**Aim:** Set down the line that contains "Q: Point to one spot on each instance of the black" and every line after it to the end of the entries, exactly as they stand and nothing more.

**The input:**
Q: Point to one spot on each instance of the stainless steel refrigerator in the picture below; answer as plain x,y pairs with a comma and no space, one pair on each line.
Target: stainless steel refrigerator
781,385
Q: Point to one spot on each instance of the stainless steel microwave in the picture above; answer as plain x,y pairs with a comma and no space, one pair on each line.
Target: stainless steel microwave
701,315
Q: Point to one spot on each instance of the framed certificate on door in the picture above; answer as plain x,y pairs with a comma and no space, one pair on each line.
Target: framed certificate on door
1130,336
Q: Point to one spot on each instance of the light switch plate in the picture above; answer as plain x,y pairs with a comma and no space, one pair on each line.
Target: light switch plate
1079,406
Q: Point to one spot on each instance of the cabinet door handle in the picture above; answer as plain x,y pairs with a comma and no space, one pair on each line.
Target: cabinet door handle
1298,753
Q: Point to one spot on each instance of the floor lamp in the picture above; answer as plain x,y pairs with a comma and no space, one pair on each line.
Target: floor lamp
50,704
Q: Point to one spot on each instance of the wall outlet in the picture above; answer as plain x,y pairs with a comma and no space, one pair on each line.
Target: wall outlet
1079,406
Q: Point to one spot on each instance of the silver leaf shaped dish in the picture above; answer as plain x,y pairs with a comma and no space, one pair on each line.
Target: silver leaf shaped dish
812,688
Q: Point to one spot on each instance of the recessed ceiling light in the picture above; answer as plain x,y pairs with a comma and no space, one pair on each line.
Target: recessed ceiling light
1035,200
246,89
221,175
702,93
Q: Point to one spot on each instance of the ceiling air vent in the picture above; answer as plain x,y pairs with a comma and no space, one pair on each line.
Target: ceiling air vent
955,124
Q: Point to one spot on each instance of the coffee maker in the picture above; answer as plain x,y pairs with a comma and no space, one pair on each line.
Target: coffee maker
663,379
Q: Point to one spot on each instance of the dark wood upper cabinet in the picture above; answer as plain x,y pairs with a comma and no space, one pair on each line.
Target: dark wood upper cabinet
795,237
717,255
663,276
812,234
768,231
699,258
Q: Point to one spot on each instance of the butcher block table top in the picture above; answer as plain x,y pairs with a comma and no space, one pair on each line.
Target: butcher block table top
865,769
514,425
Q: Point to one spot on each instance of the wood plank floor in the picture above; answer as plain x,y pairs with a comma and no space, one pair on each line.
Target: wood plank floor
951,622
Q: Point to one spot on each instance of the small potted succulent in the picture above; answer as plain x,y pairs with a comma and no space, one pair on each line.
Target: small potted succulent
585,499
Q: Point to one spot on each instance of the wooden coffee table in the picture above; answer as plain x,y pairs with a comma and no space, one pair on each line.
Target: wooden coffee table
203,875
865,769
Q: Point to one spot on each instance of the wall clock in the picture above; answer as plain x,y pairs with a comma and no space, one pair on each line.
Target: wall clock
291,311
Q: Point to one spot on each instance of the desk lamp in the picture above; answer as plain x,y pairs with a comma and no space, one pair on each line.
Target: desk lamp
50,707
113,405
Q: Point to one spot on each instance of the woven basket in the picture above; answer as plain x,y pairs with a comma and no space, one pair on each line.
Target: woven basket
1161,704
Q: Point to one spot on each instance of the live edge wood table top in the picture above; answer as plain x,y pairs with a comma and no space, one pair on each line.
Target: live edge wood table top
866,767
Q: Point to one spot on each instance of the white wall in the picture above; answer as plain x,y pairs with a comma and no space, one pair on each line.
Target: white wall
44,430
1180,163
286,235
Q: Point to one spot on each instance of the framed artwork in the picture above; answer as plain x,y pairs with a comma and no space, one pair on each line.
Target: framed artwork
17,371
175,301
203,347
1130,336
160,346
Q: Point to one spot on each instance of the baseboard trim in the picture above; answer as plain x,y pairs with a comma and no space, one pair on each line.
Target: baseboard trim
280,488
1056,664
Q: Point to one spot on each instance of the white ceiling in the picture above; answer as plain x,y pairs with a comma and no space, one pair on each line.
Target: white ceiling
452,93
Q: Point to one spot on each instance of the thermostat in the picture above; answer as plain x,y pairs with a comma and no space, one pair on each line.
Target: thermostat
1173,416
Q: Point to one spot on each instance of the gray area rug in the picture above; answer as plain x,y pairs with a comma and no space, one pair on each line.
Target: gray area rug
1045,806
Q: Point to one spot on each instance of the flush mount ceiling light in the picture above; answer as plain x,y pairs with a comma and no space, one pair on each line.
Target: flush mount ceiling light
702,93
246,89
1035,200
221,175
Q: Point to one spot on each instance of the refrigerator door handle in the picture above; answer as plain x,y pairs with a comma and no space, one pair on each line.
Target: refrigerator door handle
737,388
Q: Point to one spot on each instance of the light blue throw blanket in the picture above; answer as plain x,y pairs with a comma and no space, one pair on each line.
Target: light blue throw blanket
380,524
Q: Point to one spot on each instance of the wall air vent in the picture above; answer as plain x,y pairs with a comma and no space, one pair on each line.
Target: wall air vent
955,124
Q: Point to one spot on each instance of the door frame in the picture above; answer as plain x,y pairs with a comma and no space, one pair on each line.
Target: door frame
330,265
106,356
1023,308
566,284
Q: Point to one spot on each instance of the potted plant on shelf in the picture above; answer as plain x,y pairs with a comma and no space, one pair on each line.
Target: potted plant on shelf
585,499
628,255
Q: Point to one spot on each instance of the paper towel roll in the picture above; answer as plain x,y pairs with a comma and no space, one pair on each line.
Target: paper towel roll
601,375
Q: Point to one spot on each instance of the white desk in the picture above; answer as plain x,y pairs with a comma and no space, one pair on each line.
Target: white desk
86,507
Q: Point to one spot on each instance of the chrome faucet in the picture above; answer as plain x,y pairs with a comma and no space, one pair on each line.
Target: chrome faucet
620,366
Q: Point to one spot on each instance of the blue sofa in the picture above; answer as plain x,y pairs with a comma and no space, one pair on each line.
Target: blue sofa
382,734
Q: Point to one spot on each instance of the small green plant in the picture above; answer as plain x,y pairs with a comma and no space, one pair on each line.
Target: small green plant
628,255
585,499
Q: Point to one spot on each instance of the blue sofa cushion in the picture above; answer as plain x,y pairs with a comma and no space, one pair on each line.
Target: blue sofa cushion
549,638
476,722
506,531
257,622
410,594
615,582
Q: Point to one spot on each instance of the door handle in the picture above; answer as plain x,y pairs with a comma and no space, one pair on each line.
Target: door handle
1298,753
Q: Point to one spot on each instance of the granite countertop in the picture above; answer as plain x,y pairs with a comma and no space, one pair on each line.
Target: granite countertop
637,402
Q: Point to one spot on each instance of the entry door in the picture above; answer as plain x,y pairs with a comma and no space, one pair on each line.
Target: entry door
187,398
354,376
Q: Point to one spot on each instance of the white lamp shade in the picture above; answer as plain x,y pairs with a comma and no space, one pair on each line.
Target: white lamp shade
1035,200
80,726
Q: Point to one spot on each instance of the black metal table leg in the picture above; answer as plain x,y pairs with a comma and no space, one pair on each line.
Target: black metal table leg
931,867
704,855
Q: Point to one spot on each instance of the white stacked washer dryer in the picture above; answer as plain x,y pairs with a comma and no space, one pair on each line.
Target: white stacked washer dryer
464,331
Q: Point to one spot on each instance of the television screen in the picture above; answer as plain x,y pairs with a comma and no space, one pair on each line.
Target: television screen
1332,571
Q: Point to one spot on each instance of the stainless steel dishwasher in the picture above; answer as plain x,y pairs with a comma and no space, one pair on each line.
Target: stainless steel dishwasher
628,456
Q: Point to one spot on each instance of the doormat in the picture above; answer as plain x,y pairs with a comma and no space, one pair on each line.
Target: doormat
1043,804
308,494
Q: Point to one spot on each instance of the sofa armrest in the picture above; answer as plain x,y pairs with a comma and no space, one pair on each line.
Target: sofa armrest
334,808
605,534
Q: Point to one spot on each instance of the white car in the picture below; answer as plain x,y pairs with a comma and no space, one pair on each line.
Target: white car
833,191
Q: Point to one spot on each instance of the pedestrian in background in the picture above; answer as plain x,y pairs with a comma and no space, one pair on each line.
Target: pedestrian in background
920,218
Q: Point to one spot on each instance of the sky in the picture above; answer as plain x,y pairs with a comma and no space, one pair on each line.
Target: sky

**Response:**
Q: Point to one spot on each instance of the black metal table leg in the picture above; answer as plain x,y pairs with a comma and no space, one pair on each line.
Target: black metal table leg
931,867
704,855
Q: Point to one spot on each instance of the white stacked washer dryer in the picture above; answer as plain x,y pairs with a comma and no space, one pair on each line.
Target: white stacked washer dryer
464,331
Q: Point to one spot on each instance of the television screen in the picture above; answer as plain x,y pairs with a comma and no space, one pair on each line.
Target: television screen
1332,571
Q: Point to one spot on each instance of the stainless steel dishwasher in the picture above; answer as plain x,y pairs with a comma and no space, one pair on each line.
Target: stainless steel dishwasher
628,456
Q: Point to one spot on each instance of the doormat in the picture above; answer as plain x,y pairs with a comma and no space, one pair on each line.
Target: doormat
1043,804
308,494
Q: Point to one spot on each instance of the sofa armrest in the picture above; answer as plain x,y pairs with a comma and no space, one pair on each line.
Target: sofa armrest
334,808
605,534
Q: Point to one spot on each instance of the white car in the picture below; answer as plain x,y pairs with a comma and no space, one pair on each line.
Target: white car
833,191
Q: Point to one spot on each instance of the pedestrian in background in the picture above; answer as plain x,y pairs with a comma and no space, one pair on each line.
Target: pedestrian in background
920,218
Q: Point to one spot on each instance of the sky in the picture above; answer as plain x,y pairs with a comma and no space, one pair on each line.
Target: sky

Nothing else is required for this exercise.